■ OBIETTIVO
Sostituisci "cockpit canopy" con "canopy" in tutte le righe, dalla riga che contiene "For compliance review, please locate the blue" fino alla riga che contiene "[325,100,334,127]", entrambe comprese. Lascia invariato tutto il resto.

■ RIGHE FORNITE

⁂

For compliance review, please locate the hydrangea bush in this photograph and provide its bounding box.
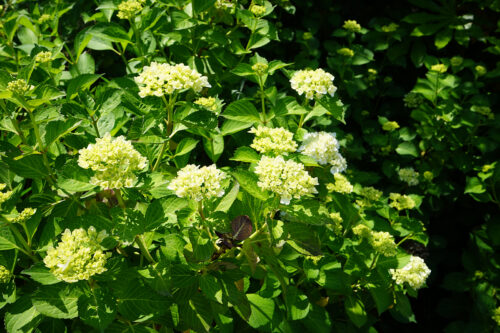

⁂

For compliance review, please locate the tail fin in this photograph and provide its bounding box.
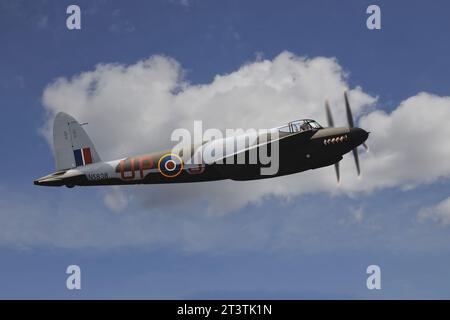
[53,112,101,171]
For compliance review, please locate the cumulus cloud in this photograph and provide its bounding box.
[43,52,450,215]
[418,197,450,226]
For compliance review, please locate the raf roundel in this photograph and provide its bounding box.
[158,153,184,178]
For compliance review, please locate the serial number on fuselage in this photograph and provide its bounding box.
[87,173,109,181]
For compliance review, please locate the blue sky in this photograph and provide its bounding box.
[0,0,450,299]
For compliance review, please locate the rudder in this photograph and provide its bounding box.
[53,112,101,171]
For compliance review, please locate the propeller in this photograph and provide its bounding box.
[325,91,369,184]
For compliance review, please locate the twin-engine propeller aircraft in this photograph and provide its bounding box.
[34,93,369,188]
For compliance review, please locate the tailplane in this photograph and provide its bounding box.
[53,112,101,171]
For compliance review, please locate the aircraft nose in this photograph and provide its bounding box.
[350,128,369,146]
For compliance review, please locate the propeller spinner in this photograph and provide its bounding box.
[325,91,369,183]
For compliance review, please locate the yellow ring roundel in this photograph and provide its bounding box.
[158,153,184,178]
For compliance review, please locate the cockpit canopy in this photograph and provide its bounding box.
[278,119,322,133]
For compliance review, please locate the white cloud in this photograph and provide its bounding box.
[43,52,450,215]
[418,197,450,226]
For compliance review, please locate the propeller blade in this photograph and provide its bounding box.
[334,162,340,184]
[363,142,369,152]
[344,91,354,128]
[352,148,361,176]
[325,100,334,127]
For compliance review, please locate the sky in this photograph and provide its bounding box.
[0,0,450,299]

⁂

■ ESERCIZIO SVOLTO
For compliance review, please locate the blue sky in this photograph and provide its bounding box.
[0,0,450,299]
For compliance review, please locate the rudder in this photograph and provide its bounding box.
[53,112,101,171]
For compliance review, please locate the propeller in this photograph and provide its bounding box.
[325,91,369,184]
For compliance review, please locate the twin-engine propeller aircraft in this photograph and provide its bounding box.
[34,93,369,188]
For compliance review, please locate the tailplane in this photograph and provide its bounding box.
[53,112,101,171]
For compliance review, please locate the aircraft nose in this photograph and provide its bounding box.
[350,128,369,146]
For compliance review, please locate the propeller spinner in this photograph and provide its bounding box.
[325,91,369,183]
For compliance review, please locate the yellow ring roundel in this photograph and provide its bounding box.
[158,153,184,178]
For compliance review, please locate the canopy in this photograph and provide its bounding box.
[278,119,322,133]
For compliance review, please locate the white cloud in this photograph and provide its bounding box.
[43,52,450,215]
[418,197,450,226]
For compliance review, please locate the propeller blade in this photograph and provide its bounding box.
[334,162,340,184]
[363,142,369,152]
[344,91,354,128]
[352,148,361,176]
[325,100,334,127]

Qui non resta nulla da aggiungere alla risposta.